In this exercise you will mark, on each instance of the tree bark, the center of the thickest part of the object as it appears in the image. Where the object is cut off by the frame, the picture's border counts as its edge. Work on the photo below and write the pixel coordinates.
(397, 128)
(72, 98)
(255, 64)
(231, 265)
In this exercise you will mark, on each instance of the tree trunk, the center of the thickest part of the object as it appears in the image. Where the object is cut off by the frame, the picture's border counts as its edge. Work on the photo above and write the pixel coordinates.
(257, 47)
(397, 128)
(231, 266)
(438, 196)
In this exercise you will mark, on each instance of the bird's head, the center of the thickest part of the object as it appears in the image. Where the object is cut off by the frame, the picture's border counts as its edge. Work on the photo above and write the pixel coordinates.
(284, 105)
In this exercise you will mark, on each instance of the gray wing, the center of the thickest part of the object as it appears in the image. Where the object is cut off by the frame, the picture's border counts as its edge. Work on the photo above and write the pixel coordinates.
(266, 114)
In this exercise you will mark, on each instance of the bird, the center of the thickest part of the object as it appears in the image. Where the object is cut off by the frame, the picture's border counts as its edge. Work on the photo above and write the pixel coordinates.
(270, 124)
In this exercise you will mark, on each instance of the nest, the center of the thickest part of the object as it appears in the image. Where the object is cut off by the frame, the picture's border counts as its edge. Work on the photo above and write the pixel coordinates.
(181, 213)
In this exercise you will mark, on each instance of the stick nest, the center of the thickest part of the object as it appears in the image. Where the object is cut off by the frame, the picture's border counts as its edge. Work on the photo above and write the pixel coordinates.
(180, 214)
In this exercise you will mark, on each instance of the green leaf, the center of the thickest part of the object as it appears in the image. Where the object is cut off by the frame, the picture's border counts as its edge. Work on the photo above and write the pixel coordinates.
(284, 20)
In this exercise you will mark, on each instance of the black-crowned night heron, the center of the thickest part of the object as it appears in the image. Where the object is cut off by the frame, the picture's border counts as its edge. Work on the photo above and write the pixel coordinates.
━━━━━━━━
Required work — Render all of the records above as a Markdown table with two columns, Row for the row number and Text for the line. Leave out any blank lines.

Written response —
| Row | Text |
|---|---|
| 1 | In this exercise you will mark, on each instance of the tree bark, the center of the thickest part of the object as it appears in the image. Where the object is cut off by the frame, the picture's border counts as its edge. Work on the photo below and write the pixel coordinates. |
| 2 | (397, 128) |
| 3 | (72, 98) |
| 4 | (255, 64) |
| 5 | (231, 265) |
| 6 | In this exercise you will mark, on each instance of the tree trunk, the center of the thickest part of the object as it appears in the image. Where the object is cut off by the frame, the picture's border counts as its edge. Work on the photo above and write the pixel coordinates. |
| 7 | (257, 47) |
| 8 | (397, 128) |
| 9 | (231, 266) |
| 10 | (438, 196) |
| 11 | In this exercise you will mark, on each instance of the bird's head, the center of the thickest part of the object as it appears in the image. Where the object is cut off by the frame, the picture's border counts as its edge. Work on the photo above and write the pixel coordinates. |
| 12 | (284, 105) |
| 13 | In this exercise you will mark, on each instance of the gray wing, the center of the thickest part of the object as it appears in the image. Where the object is cut off by the frame, the picture's border counts as its edge. Work on the photo above and write the pixel coordinates. |
| 14 | (266, 114) |
| 15 | In this exercise you will mark, on each instance of the bird, the center of the thickest part of the object as it appears in the image. Where the object is cut off by the frame, the picture's border counts as its edge. Work on the photo above and write the pixel coordinates. |
| 16 | (270, 124) |
| 17 | In this exercise you will mark, on each instance of the nest, the center of the thickest part of the object as it appears in the image. Where the object is cut off by the frame, the picture's border counts as its edge. Work on the photo above and write the pixel coordinates. |
| 18 | (181, 213) |
| 19 | In this exercise you will mark, on each instance of the stick nest, the center of the thickest part of the object as it appears in the image. Where the object is cut off by the frame, the picture's border counts as its edge. Work on the photo above and write the pixel coordinates. |
| 20 | (180, 214) |
| 21 | In this exercise you will mark, on each instance of the green leaf, the center of the thickest part of the object as it appears in the image. Where the object is cut off by the frame, the picture's border counts as its edge. Work on the photo above and write the pixel coordinates. |
| 22 | (284, 20) |
| 23 | In this exercise you will mark, on each instance of the black-crowned night heron, the center of the thickest part of the object as it appears in the image. Where the object is cut off by the frame, the picture's border counts as its edge. Work on the photo above and write the pixel coordinates. |